[Tarefas a realizar]:
1: Responda com base no texto sobre tatuagens de logomarcas de empregadores:
(a) Que cargo Jill Abramson ocupava no "The New York Times"?
(b) Quantos funcionários da Rapid Realty se tornaram "embaixadores tatuados da marca"?
(c) O que um funcionário musculoso tatuou no peito?
2: Liste todas as partes específicas do corpo que o texto sobre tatuagens de logomarcas de empregadores aponta como locais dessas tatuagens.
3: Retome o texto sobre tatuagens de logomarcas de empregadores a partir do ponto em que ele para.

Fonte: Financial Times  / Lucy Kellaway (*)
 
Quando você é demitido, a coisa mais importante é esquecer logo isso. Mas não será fácil para Jill Abramson, que foi demitida do cargo de editora do "The New York Times", mas tem uma parte da logomarca do jornal tatuada nas costas.
 
Pintar um "T" gótico e retorcido em sua pele é o ato de lealdade a um patrão mais equivocado do qual já ouvi falar. É mais difícil de ser explicado do que fazer uma tatuagem com o nome de uma paixão do momento. Pelo menos nesse caso existe a) uma chance de o objeto de seu afeto ficar encantada(o) e não horrorizada(o) e b) ser possível que os dois fiquem mesmo a vida inteira juntos.
 
Por outro lado, ter o nome de seu empregador marcado para sempre em sua pele não faz nenhum sentido. Em vez de ficar satisfeito, é mais provável que seu chefe veja nessa atitude uma coisa assustadora e estranha. Os empregos não são mais para a vida toda. Todos os empregos chegam ao fim, e frequentemente terminam mal.
 
O único outro caso de funcionário com logomarca da companhia tatuada no corpo de que tenho notícia está na Rapid Realty, uma imobiliária de Nova York em busca de atenção. Mais de 70 funcionários seus se transformaram no que ela chama de "embaixadores tatuados da marca" e possuem um par de "Rs" nos braços e cabeça, enquanto um sujeito musculoso tatuou um grande desenho da fachada da companhia no peito.

[Material extraído]:
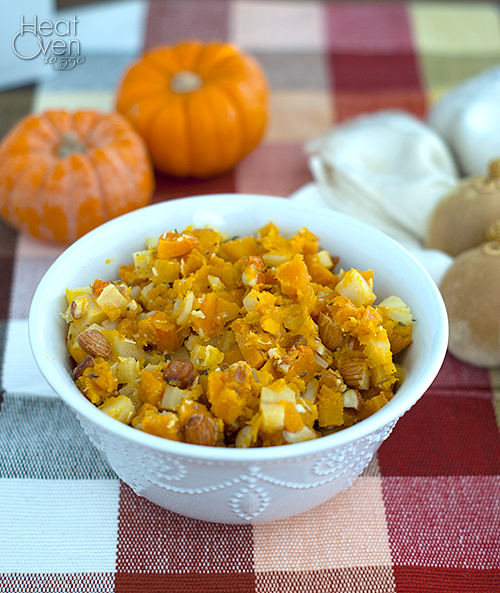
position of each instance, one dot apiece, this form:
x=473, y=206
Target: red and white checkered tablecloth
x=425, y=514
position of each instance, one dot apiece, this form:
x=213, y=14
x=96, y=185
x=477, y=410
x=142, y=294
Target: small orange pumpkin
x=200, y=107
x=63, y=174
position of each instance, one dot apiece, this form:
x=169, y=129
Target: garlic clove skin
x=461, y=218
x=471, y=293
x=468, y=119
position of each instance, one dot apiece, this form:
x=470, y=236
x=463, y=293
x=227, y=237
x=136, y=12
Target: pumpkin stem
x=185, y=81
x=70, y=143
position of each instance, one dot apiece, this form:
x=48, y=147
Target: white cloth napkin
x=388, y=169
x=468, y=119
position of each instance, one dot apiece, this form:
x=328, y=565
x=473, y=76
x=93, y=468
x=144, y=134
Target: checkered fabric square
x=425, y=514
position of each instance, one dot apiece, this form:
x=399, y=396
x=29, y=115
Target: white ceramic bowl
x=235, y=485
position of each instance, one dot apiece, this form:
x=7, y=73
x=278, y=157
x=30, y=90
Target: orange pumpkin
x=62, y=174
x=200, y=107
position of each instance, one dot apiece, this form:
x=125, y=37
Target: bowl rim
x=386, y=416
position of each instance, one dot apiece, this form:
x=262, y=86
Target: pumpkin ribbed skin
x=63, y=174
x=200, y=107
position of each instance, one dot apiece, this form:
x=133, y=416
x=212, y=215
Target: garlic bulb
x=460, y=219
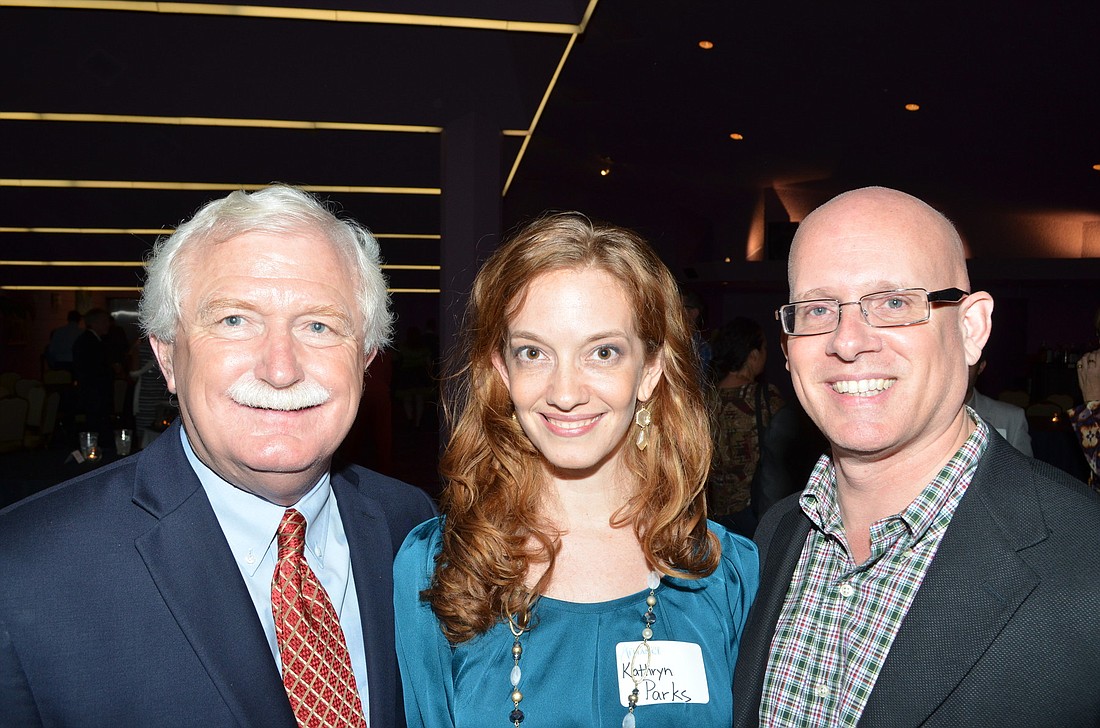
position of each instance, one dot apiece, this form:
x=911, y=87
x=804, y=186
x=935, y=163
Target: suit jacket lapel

==

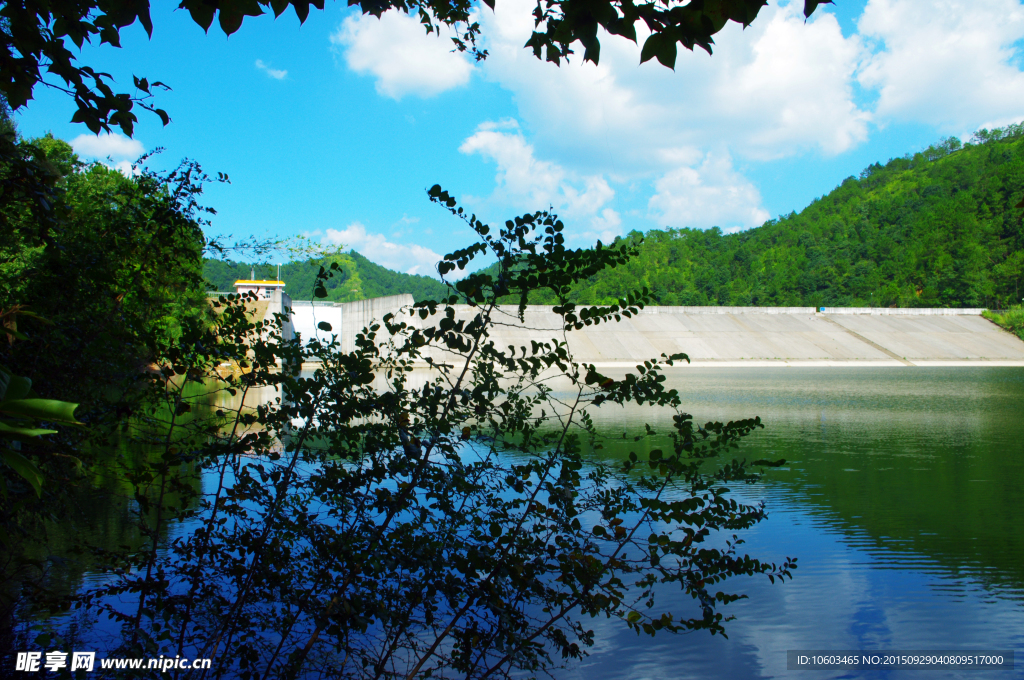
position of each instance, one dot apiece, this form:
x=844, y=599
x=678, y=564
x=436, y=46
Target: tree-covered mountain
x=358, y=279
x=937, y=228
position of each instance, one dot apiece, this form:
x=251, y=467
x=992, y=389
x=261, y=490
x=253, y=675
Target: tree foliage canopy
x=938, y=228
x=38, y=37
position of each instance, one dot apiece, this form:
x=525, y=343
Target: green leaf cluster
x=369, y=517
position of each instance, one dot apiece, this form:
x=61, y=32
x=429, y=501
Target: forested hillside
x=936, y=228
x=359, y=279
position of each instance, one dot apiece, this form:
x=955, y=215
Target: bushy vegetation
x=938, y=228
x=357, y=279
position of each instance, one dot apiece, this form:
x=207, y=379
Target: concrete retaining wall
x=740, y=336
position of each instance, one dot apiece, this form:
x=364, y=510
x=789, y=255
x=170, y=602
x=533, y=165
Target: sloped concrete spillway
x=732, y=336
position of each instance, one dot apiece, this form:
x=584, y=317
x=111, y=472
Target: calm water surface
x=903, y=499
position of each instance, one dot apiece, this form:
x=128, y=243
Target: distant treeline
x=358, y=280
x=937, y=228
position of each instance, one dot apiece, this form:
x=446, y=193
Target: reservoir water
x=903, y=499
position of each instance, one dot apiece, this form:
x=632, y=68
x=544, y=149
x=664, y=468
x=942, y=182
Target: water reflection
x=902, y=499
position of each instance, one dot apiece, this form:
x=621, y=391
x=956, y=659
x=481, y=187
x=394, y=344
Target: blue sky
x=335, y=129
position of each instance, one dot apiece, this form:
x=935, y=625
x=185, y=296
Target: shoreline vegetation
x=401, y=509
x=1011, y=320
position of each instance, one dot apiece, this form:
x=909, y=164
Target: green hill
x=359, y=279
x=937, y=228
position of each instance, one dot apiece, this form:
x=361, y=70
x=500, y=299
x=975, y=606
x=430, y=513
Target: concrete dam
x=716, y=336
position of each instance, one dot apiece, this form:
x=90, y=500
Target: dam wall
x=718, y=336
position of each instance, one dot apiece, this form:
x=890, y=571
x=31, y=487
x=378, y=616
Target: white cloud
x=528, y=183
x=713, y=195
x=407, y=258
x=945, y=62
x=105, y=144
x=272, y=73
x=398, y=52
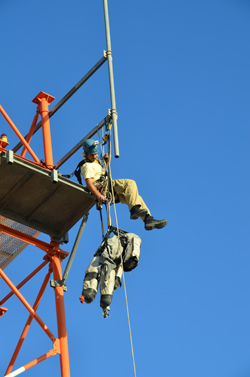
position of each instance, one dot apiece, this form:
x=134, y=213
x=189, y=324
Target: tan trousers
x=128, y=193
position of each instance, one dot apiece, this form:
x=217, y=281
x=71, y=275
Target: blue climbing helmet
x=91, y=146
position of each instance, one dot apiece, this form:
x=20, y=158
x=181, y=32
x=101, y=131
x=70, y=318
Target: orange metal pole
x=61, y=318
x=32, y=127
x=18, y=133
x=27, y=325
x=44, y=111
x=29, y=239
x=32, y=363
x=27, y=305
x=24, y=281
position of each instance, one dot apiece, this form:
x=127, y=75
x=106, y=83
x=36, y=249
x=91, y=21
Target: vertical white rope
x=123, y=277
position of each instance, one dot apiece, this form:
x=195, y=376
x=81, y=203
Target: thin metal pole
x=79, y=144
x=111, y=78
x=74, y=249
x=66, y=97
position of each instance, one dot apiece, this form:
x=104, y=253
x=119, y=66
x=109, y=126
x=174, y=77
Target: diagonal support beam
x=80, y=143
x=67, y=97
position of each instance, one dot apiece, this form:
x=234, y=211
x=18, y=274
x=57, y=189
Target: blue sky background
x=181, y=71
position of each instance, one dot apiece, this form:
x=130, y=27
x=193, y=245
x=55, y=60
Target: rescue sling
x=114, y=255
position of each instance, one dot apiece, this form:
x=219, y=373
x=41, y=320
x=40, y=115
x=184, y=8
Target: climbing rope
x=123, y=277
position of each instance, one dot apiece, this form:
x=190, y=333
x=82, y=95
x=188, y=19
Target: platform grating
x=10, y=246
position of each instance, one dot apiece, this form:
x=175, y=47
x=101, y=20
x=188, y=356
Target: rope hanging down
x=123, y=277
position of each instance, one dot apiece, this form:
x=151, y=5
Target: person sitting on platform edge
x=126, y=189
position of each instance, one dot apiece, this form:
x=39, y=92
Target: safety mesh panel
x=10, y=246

* * *

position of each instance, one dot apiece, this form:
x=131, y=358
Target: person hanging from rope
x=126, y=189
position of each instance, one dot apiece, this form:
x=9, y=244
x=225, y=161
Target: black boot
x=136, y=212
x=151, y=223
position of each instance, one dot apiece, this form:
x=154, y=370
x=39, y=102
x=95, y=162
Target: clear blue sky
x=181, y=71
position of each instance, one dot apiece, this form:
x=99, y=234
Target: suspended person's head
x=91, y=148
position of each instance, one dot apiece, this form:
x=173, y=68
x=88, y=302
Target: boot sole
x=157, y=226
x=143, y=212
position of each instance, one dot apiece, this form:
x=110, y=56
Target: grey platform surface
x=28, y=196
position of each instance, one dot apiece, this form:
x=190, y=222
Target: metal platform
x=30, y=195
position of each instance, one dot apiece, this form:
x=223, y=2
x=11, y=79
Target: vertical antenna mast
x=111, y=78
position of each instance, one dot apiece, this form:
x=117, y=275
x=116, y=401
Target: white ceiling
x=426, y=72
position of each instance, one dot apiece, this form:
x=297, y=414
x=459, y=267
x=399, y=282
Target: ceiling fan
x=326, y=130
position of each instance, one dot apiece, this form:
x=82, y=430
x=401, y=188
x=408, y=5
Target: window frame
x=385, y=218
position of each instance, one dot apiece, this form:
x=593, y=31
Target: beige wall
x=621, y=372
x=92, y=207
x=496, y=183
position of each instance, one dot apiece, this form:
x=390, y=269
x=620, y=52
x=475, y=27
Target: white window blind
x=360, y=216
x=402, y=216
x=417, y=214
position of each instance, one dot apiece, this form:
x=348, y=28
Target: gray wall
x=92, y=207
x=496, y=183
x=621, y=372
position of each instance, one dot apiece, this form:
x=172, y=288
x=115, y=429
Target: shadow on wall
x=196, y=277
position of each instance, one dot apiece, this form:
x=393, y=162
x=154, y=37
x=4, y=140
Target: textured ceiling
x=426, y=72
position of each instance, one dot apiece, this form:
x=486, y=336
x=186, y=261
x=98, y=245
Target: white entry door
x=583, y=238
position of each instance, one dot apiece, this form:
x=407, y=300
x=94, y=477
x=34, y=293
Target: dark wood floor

[Resultados das tarefas]:
1:
(a) Ela era editora do jornal.
(b) Mais de 70 funcionários.
(c) Ele tatuou um grande desenho da fachada da companhia.

2: Costas, braços, cabeça e peito.

3:
"Não é nenhum segredo. Nossos agentes adoram trabalhar aqui... e não têm medo de mostrar isso", diz a companhia. Também não é segredo que eles receberam um aumento de salário para se desfigurar, o que também pode ter pesado nas decisões dessas pessoas. Talvez tenha parecido uma boa ideia na ocasião, mas isso deverá mudar assim que eles perceberem que uma tatuagem sempre dura mais que um emprego em uma imobiliária - ou no jornalismo.
 
Mesmo assim, antes de ser demitida, Jill Abramson deu uma entrevista em que fez a ideia de ficar permanentemente marcada com a logomarca de seu patrão parecer um pouco menos maluca. "Elas [as tatuagens] viraram para mim um forma estranha de hieróglifo. Acho que em algum momento, quando eu a terminar, ela contará a minha história, onde eu vivi, e que tipo de coisa era importante para mim", explicou.
 
Até agora ela tem quatro tatuagens, das quais duas são de "instituições que reverencio e que moldaram meu caráter": um "T" ondulado e preto que homenageia o "The New York Times" e um "H" vermelho para Harvard. De repente alguém descobre um novo uso para as tatuagens. Como a primeira mulher a comandar a redação do "The New York Times", Jill Abramson sempre ditou modas. Mas essa nova moda poderá ser muito, muito maior. Com o H e o T ela se tornou uma líder mundial em currículos que podem ser vestidos.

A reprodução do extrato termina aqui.